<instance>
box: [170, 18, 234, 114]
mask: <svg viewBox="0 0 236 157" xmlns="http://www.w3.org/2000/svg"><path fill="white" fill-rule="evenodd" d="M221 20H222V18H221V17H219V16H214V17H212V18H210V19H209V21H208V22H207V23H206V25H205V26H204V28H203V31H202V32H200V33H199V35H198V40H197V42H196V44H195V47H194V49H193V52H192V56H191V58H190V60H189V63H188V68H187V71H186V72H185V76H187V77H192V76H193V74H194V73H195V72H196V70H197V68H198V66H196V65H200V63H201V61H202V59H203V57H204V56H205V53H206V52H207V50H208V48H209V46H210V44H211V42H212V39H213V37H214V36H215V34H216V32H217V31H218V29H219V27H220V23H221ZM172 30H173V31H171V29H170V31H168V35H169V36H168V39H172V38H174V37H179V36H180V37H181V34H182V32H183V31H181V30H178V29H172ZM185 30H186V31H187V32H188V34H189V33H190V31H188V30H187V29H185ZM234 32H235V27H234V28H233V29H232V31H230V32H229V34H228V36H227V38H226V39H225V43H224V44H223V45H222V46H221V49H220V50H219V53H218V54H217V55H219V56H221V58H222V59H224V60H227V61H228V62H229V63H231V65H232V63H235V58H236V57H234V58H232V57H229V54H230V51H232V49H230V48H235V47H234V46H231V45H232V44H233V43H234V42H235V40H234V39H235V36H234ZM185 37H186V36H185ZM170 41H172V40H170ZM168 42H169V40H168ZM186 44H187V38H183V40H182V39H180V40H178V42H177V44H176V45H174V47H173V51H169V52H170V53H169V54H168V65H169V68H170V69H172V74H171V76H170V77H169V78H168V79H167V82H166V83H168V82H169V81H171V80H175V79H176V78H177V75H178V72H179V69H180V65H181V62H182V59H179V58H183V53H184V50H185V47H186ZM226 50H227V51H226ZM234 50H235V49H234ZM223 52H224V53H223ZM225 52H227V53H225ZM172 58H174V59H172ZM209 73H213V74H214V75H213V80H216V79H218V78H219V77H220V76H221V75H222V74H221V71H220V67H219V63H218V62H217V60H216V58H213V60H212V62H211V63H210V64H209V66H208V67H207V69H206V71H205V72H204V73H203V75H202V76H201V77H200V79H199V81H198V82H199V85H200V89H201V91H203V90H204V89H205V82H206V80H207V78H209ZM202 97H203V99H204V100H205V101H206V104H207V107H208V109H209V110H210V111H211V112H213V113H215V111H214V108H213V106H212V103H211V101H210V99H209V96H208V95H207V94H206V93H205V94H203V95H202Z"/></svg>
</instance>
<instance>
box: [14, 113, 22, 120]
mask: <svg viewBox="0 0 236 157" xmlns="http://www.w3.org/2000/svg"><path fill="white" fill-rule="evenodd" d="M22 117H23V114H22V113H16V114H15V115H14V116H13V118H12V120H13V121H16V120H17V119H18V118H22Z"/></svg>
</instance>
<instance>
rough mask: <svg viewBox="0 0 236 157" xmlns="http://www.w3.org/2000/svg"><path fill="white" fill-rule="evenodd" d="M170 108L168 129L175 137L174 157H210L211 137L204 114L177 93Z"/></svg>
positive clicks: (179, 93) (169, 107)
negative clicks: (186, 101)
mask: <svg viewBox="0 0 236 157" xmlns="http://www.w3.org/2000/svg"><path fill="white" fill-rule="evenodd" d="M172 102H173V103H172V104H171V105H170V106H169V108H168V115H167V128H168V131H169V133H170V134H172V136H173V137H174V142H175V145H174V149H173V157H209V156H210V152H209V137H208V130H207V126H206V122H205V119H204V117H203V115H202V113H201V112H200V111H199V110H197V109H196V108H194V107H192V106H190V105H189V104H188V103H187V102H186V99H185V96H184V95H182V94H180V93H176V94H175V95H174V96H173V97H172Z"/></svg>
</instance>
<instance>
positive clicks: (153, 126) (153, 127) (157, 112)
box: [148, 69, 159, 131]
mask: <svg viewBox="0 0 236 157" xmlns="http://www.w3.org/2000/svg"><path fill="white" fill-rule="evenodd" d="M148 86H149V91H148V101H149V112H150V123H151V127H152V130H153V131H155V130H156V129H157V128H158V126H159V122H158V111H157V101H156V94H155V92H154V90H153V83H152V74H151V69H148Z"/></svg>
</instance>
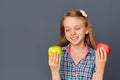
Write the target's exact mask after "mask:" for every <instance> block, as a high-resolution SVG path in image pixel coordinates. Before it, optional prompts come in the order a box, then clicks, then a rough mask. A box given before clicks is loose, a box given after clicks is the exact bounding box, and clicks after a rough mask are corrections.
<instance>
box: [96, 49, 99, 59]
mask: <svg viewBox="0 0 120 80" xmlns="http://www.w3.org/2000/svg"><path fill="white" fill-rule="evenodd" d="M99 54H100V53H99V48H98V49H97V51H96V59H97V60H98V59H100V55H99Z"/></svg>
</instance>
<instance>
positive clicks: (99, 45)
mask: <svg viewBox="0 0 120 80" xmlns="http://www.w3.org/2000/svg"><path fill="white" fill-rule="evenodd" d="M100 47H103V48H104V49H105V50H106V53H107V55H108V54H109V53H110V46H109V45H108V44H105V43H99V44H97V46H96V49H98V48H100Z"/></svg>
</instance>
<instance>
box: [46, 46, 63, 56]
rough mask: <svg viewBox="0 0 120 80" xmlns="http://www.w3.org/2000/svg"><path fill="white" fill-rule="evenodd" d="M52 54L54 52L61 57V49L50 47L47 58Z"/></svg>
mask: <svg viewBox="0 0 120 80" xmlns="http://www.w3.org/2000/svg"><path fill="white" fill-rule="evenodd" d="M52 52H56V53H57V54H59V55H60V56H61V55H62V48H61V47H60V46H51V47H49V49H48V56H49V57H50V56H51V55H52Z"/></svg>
···
:: Exercise prompt ::
Each entry above should be copied exactly. The pictures should not.

:: Output below ::
<instance>
box: [170, 18, 234, 114]
mask: <svg viewBox="0 0 236 157" xmlns="http://www.w3.org/2000/svg"><path fill="white" fill-rule="evenodd" d="M221 20H222V18H221V17H219V16H214V17H212V18H210V19H209V21H208V22H207V23H206V25H205V26H204V28H203V31H202V32H200V33H199V35H198V40H197V42H196V44H195V47H194V49H193V52H192V56H191V58H190V60H189V63H188V68H187V71H186V72H185V76H187V77H192V76H193V74H194V73H195V72H196V70H197V68H198V66H196V65H200V63H201V61H202V59H203V57H204V56H205V53H206V52H207V50H208V48H209V46H210V44H211V42H212V39H213V37H214V36H215V34H216V32H217V31H218V29H219V27H220V23H221ZM172 30H173V31H171V29H170V31H168V35H169V36H168V39H172V38H174V37H179V36H180V37H181V34H182V32H183V31H181V30H178V29H172ZM185 30H186V31H187V32H188V34H189V33H190V31H188V30H187V29H185ZM234 32H235V27H234V28H233V29H232V31H230V32H229V34H228V36H227V38H226V39H225V43H224V44H223V45H222V46H221V49H220V50H219V53H218V54H217V55H219V56H221V58H222V59H224V60H227V61H228V62H229V63H231V65H232V63H235V58H236V57H234V58H232V57H229V54H230V51H232V49H230V48H235V47H234V46H231V45H232V44H233V43H234V42H235V40H234V39H235V36H234ZM185 37H186V36H185ZM170 41H172V40H170ZM168 42H169V40H168ZM186 44H187V38H183V40H182V39H180V40H178V42H177V44H176V45H174V47H173V51H169V52H170V53H169V54H168V65H169V68H170V69H172V74H171V76H170V77H169V78H168V79H167V82H166V83H168V82H169V81H171V80H175V79H176V78H177V75H178V72H179V69H180V65H181V62H182V59H179V58H183V53H184V50H185V47H186ZM226 50H227V51H226ZM234 50H235V49H234ZM223 52H224V53H223ZM225 52H227V53H225ZM172 58H174V59H172ZM209 73H213V74H214V75H213V80H216V79H218V78H219V77H220V76H221V75H222V74H221V71H220V67H219V63H218V62H217V60H216V58H213V60H212V62H211V63H210V64H209V66H208V67H207V69H206V71H205V72H204V73H203V75H202V76H201V77H200V79H199V81H198V82H199V85H200V89H201V91H203V90H204V89H205V82H206V80H207V78H209ZM202 97H203V99H204V100H205V101H206V104H207V107H208V109H209V110H210V111H211V112H213V113H215V111H214V108H213V106H212V103H211V101H210V99H209V96H208V95H207V94H206V93H205V94H203V95H202Z"/></svg>
</instance>
<instance>
box: [14, 113, 22, 120]
mask: <svg viewBox="0 0 236 157" xmlns="http://www.w3.org/2000/svg"><path fill="white" fill-rule="evenodd" d="M22 117H23V114H22V113H16V114H15V115H14V116H13V118H12V120H13V121H16V120H17V119H18V118H22Z"/></svg>
</instance>
<instance>
rough mask: <svg viewBox="0 0 236 157" xmlns="http://www.w3.org/2000/svg"><path fill="white" fill-rule="evenodd" d="M170 108L168 129L175 137L174 157H210L211 137L204 114L177 93Z"/></svg>
positive clicks: (179, 93) (169, 107)
negative clicks: (186, 101)
mask: <svg viewBox="0 0 236 157" xmlns="http://www.w3.org/2000/svg"><path fill="white" fill-rule="evenodd" d="M172 102H173V103H172V104H171V105H170V106H169V108H168V115H167V128H168V131H169V133H170V134H172V136H173V137H174V142H175V145H174V149H173V157H209V156H210V152H209V137H208V130H207V126H206V122H205V119H204V117H203V115H202V113H201V112H200V111H199V110H197V109H196V108H194V107H192V106H190V105H189V104H188V103H187V102H186V99H185V96H184V95H182V94H180V93H176V94H175V95H174V96H173V97H172Z"/></svg>
</instance>
<instance>
positive clicks: (153, 126) (153, 127) (157, 112)
box: [148, 69, 159, 131]
mask: <svg viewBox="0 0 236 157" xmlns="http://www.w3.org/2000/svg"><path fill="white" fill-rule="evenodd" d="M148 86H149V91H148V101H149V112H150V123H151V127H152V130H153V131H155V130H156V129H157V128H158V126H159V122H158V111H157V101H156V94H155V92H154V90H153V83H152V74H151V69H148Z"/></svg>
</instance>
Write the target's exact mask after "mask:" for every <instance> block, as a high-resolution SVG path in image pixel coordinates. Before it, optional prompts come in the order a box, then clicks, then a rough mask. A box given before clicks is loose, a box given after clicks is the exact bounding box, and clicks after a rough mask are corrections.
<instance>
box: [96, 49, 99, 59]
mask: <svg viewBox="0 0 120 80" xmlns="http://www.w3.org/2000/svg"><path fill="white" fill-rule="evenodd" d="M99 54H100V53H99V48H98V49H97V51H96V59H97V60H98V59H100V55H99Z"/></svg>
</instance>
<instance>
positive clicks: (99, 45)
mask: <svg viewBox="0 0 120 80" xmlns="http://www.w3.org/2000/svg"><path fill="white" fill-rule="evenodd" d="M100 47H103V48H104V49H105V50H106V53H107V55H108V54H109V53H110V46H109V45H108V44H105V43H99V44H97V46H96V49H98V48H100Z"/></svg>
</instance>
<instance>
box: [46, 46, 63, 56]
rough mask: <svg viewBox="0 0 120 80" xmlns="http://www.w3.org/2000/svg"><path fill="white" fill-rule="evenodd" d="M52 54L54 52L61 57V49L50 47L47 58Z"/></svg>
mask: <svg viewBox="0 0 120 80" xmlns="http://www.w3.org/2000/svg"><path fill="white" fill-rule="evenodd" d="M52 52H56V53H57V54H59V55H60V56H61V55H62V48H61V47H60V46H51V47H49V49H48V56H49V57H50V56H51V55H52Z"/></svg>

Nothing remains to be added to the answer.